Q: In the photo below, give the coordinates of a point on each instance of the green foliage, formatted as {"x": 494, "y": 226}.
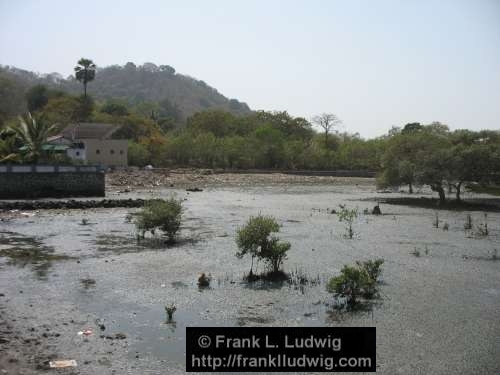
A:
{"x": 348, "y": 216}
{"x": 170, "y": 310}
{"x": 356, "y": 281}
{"x": 372, "y": 267}
{"x": 468, "y": 222}
{"x": 115, "y": 108}
{"x": 164, "y": 215}
{"x": 256, "y": 239}
{"x": 32, "y": 133}
{"x": 85, "y": 72}
{"x": 431, "y": 155}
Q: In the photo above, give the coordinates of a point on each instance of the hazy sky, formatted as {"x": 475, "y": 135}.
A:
{"x": 373, "y": 63}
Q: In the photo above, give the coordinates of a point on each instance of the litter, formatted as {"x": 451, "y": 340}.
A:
{"x": 85, "y": 332}
{"x": 63, "y": 363}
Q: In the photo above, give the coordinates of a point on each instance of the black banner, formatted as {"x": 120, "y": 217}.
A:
{"x": 272, "y": 349}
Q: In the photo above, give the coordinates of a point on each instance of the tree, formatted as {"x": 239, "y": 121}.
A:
{"x": 327, "y": 121}
{"x": 85, "y": 72}
{"x": 33, "y": 134}
{"x": 164, "y": 215}
{"x": 255, "y": 239}
{"x": 8, "y": 147}
{"x": 473, "y": 163}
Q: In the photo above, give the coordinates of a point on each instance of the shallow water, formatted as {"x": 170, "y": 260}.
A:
{"x": 438, "y": 313}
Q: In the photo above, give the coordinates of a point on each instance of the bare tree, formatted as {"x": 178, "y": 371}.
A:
{"x": 327, "y": 121}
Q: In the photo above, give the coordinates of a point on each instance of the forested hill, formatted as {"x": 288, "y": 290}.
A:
{"x": 135, "y": 84}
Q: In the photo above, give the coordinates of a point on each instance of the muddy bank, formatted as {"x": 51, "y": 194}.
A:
{"x": 70, "y": 204}
{"x": 188, "y": 178}
{"x": 476, "y": 204}
{"x": 433, "y": 307}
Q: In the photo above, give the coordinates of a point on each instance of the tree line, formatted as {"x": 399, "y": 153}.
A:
{"x": 414, "y": 155}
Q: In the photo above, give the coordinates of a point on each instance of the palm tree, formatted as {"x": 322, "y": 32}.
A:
{"x": 8, "y": 149}
{"x": 85, "y": 72}
{"x": 33, "y": 134}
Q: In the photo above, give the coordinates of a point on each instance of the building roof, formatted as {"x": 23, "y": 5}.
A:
{"x": 89, "y": 130}
{"x": 49, "y": 147}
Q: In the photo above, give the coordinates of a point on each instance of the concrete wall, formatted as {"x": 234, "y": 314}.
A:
{"x": 43, "y": 181}
{"x": 109, "y": 152}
——
■ **Direction**: Only the lines from the one containing "of the shallow" to the end of the records should be repeated, exactly as they appear.

■ **Correct answer**:
Q: In the photo above, give the coordinates of a point on each instance of the shallow water, formatted as {"x": 170, "y": 260}.
A:
{"x": 438, "y": 313}
Q: In the photo above, give the coordinates of a point on each instance of the bare tree, formatted as {"x": 178, "y": 371}.
A:
{"x": 327, "y": 121}
Q: In the photo above, give the coordinates of a point on each instance of the forested hill, formatted as {"x": 288, "y": 290}.
A:
{"x": 135, "y": 84}
Q: In the photo above, give the coordinates of a point on each instance of the muddy bank, formatted as {"x": 51, "y": 194}.
A:
{"x": 70, "y": 204}
{"x": 188, "y": 178}
{"x": 476, "y": 204}
{"x": 433, "y": 307}
Q: In the photo above, give the coordinates of a point on each instance of the tree line, formatted as {"x": 399, "y": 153}.
A:
{"x": 414, "y": 155}
Q: In the photo above, give the coordinates of a point on each instance of the palm tree, formatted as {"x": 322, "y": 32}.
A:
{"x": 8, "y": 149}
{"x": 85, "y": 72}
{"x": 33, "y": 134}
Q: In the photo above, give the coordinates of a point on each instance of the building roof, formatted as {"x": 23, "y": 5}.
A:
{"x": 89, "y": 130}
{"x": 49, "y": 147}
Q: In the photo above, give the coordinates of a point on each instance of the concrete wall, formatted as {"x": 234, "y": 314}.
A:
{"x": 43, "y": 181}
{"x": 109, "y": 152}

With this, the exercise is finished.